▶ _TEXT PROVIDED_:

━━━━━━━━━━━━━━━━━━━━

It is important to take initiatives to strengthen the participation of civil society, especially at regional and local levels, beyond general information and awareness raising campaigns, which usually absorb most of the available funds to NGOs. Associations should be granted the means to provide independent assistance to victims of discrimination and should be empowered to litigate, as contemplated in article 6.3 of the Directive.
In fact, there are several web sites operated by NGOs providing advice concerning discrimination and in few Member States victims of discrimination may be represented by NGOs.
Promotion of gender equality
National legislations do not contribute much to the more general aspects of promoting equal treatment like preventative measures or systematic strategies against discrimination.
The Commission's regular reports on equality between women and men reiterate year after year the need to reinforce the implementation of gender mainstreaming, and the new Ministry of Equality recently created in Spain reflects the effort of integrating this concept, but few real political and institutional commitments have been made in the Member States to carry out gender mainstreaming strategies.

━━━━━━━━━━━━━━━━━━━━

▶ _ASSIGNED TASK 1_: Copy the stretch of the passage on discrimination and equality from "Promotion of gender" through "gender mainstreaming strategies.".
▶ _ASSIGNED TASK 2_: In the passage on discrimination and equality, list every distinct word that starts with a capital letter but does not open a sentence or the heading.

Items from a data source:
━━━━━━━━━━━━━━━━━━━━

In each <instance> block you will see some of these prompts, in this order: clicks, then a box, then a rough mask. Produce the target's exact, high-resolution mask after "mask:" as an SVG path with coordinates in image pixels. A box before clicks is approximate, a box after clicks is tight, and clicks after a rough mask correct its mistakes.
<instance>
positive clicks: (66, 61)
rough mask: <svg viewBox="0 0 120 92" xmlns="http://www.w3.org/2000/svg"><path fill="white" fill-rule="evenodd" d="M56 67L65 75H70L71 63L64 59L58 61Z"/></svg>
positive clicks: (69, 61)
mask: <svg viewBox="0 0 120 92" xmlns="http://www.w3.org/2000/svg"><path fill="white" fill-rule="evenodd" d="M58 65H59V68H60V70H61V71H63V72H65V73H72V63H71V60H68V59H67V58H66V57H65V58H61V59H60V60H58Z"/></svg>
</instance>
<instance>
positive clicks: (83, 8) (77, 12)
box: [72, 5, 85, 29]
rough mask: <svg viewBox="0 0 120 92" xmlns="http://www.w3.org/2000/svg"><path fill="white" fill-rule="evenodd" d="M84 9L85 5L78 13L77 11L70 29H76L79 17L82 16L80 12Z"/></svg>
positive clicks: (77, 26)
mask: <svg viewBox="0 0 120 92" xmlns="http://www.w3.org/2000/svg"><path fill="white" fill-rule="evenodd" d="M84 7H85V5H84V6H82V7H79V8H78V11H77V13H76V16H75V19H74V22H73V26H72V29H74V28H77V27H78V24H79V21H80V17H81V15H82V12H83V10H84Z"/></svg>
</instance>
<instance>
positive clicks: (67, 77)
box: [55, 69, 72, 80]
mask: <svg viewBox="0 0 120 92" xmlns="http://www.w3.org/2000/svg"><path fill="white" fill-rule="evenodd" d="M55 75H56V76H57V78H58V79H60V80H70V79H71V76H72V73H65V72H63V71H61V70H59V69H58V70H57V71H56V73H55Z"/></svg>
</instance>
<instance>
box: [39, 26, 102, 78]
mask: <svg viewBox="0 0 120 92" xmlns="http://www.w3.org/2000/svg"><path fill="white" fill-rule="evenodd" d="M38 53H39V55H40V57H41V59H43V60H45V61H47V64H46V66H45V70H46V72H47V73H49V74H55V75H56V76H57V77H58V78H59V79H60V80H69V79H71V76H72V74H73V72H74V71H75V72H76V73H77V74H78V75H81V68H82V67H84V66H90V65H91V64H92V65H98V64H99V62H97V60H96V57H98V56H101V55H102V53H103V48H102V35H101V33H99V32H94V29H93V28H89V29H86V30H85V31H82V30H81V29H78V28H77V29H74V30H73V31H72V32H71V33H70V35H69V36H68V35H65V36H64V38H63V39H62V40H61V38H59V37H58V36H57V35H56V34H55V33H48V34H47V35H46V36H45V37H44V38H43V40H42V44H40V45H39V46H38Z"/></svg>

━━━━━━━━━━━━━━━━━━━━

▶ _ANSWER BOX 1_:
Promotion of gender equality
National legislations do not contribute much to the more general aspects of promoting equal treatment like preventative measures or systematic strategies against discrimination.
The Commission's regular reports on equality between women and men reiterate year after year the need to reinforce the implementation of gender mainstreaming, and the new Ministry of Equality recently created in Spain reflects the effort of integrating this concept, but few real political and institutional commitments have been made in the Member States to carry out gender mainstreaming strategies.

▶ _ANSWER BOX 2_: NGOs, Directive, Member, States, Commission's, Ministry, Equality, Spain